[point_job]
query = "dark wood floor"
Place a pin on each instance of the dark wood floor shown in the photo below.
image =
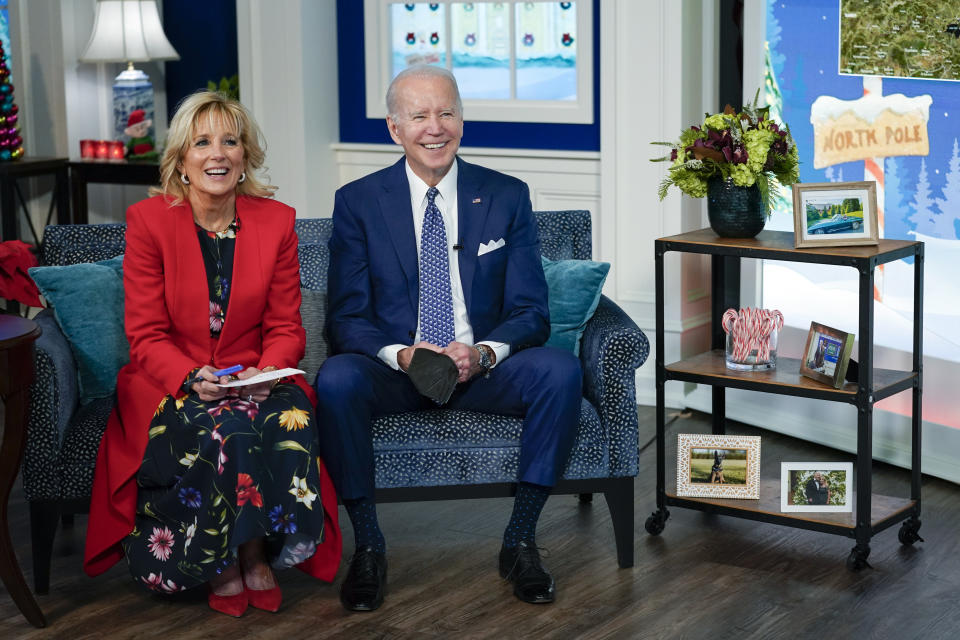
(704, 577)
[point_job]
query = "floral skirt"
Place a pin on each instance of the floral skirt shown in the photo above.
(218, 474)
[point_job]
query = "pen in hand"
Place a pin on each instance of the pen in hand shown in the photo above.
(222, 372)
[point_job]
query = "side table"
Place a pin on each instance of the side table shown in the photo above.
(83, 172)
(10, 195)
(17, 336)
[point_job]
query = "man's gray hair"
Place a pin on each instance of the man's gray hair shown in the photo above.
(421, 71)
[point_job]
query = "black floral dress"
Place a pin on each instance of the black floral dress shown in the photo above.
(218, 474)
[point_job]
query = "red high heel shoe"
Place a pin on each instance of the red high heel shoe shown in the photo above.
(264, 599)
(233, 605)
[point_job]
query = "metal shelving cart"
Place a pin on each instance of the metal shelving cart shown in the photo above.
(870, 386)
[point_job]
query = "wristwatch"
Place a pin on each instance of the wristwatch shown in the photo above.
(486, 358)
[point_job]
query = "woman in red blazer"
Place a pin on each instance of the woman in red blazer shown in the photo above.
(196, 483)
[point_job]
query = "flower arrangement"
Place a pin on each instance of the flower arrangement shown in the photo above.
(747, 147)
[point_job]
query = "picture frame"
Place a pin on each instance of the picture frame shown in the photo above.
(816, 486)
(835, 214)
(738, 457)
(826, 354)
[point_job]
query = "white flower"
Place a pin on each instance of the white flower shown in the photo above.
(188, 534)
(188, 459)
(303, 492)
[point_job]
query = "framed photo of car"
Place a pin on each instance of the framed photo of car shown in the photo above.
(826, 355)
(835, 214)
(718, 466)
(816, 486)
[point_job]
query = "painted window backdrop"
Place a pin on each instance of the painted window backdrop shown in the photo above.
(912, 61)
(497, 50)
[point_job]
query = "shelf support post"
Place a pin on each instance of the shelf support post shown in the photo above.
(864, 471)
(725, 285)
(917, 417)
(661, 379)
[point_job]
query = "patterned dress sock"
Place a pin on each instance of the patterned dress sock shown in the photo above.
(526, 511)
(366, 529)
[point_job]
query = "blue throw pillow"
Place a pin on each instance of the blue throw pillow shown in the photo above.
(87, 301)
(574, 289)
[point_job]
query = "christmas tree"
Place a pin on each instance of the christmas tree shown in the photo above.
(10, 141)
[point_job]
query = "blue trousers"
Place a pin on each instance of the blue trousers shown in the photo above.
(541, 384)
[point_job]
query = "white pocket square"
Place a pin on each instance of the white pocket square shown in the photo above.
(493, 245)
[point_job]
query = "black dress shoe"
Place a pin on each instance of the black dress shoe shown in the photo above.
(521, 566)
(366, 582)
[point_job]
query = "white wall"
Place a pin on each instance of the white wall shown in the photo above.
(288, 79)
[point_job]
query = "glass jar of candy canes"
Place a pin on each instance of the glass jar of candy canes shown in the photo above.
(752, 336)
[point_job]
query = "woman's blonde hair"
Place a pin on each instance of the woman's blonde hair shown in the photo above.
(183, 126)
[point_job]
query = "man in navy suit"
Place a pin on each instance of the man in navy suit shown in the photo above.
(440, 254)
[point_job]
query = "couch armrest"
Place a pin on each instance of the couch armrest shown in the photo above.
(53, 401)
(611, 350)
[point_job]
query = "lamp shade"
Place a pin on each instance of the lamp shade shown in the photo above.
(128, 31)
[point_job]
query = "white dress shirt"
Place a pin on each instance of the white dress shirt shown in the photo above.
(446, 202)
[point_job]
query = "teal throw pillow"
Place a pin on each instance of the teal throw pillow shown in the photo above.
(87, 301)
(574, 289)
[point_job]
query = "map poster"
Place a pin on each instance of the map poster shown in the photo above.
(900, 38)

# # # # #

_Stated goal_
From start to finish, output the listing exactly, but omit its pictures.

_Answer in full_
[point_job]
query = "dark wood floor"
Place a pin on each instance of the dark wood floor shown in the photo below.
image =
(704, 577)
[point_job]
query = "floral skirt"
Place a pin on each instance of the floral skirt shown in the photo above.
(218, 474)
[point_job]
query = "pen in hand"
Place a pin on each instance of the pen in hand shown in the photo above.
(222, 372)
[point_job]
query = "side table"
Place a pin on each instance of the side table shown in the photo above.
(83, 172)
(10, 195)
(17, 336)
[point_job]
query = "man's gray hair"
Place a pin on each instance of the man's gray hair shown in the photo above.
(421, 71)
[point_job]
query = "black floral dress"
Place a pin on each instance of the black floral dress shown in the photo above.
(218, 474)
[point_job]
query = "red high heel shoe"
Place a pin on each instance of the red high heel shoe shown in the photo above.
(264, 599)
(233, 605)
[point_job]
query = "metal shelving cart"
Place a pin on each instance of the metal shelving cart shown in the photo above.
(870, 386)
[point_job]
query = "wristwatch"
Place a pin on each instance of the wristwatch shown in the photo above.
(486, 358)
[point_job]
query = "woman in red blazer"
Place a pin on each instance of the woman in red blazer shown in the photo above.
(196, 483)
[point_job]
query = "flower arrangement"
Place a pin on each instance of the flower arrangement shown in the photo above.
(747, 147)
[point_job]
query = "picture frame"
Place a pin on each instance of the picture frame shown in the photo above.
(816, 486)
(835, 214)
(738, 457)
(826, 354)
[point_job]
query = "white flower"
Place a pin on each instance of the white flower shown in the photo above.
(188, 534)
(188, 459)
(303, 492)
[point_job]
query = "framed photo of car"
Place a pin on each instance of the framed photo of car shown in the photo above.
(826, 355)
(835, 214)
(718, 466)
(816, 486)
[point_job]
query = "painted window backdrop"
Place a pin on each instance of the painted window backdrop shown in the photo above.
(912, 61)
(497, 50)
[point_job]
query = "shelf support post"
Place a pin on each instance of the shelf support post shown in the photo above.
(864, 471)
(725, 285)
(917, 417)
(661, 379)
[point_job]
query = "patterned dress sock"
Place a pin on each instance of the patterned dress sock shown in the photo above.
(526, 511)
(366, 529)
[point_job]
query = "blue throw pillow"
Place a pin on each instance of the blue throw pillow shown in the photo above.
(87, 301)
(574, 289)
[point_job]
query = "christmas tree"
Place a pin on each instance of the christmas tree shown in the photo above.
(10, 141)
[point_job]
query = "blue trousers"
Place a pin on each instance of the blue trousers shown in the photo above.
(541, 384)
[point_job]
query = "white pocket square"
Place a pin on each instance of the white pocket square shown in the photo above.
(493, 245)
[point_job]
query = "black dress shoe"
Place a pin on each instance of the black dress shoe shown in the photo above.
(521, 566)
(366, 582)
[point_job]
query = "white wall"
Place a pin on each instance of the white wall shown in the photo above.
(288, 79)
[point_job]
query = "glass jar of candy canes"
Place a pin on each instance of the glass jar of candy canes shown in the photo above.
(752, 336)
[point_job]
query = "woman's blonde hair"
Place a pin on each instance of the woman's blonde hair shown in the photo above.
(183, 126)
[point_job]
query = "man in navy suit"
Place a pin on each instance of the man in navy suit shown in the photo above.
(440, 254)
[point_job]
query = "couch armrest"
Place a pin on each instance of the couch armrest shown in the photo above.
(53, 401)
(611, 350)
[point_job]
query = "lamp shade"
Place a pin on each instance of the lamp shade shown in the photo above.
(128, 31)
[point_job]
query = "white dress shirt"
Place a pin on each instance of the white dress shirt shown in the photo above.
(446, 202)
[point_job]
query = "teal throw pillow"
Place a pin on each instance of the teal throw pillow shown in the photo above.
(87, 301)
(574, 289)
[point_job]
query = "map poster"
Place a pin on each instance of the map poster shown in the photo above.
(900, 38)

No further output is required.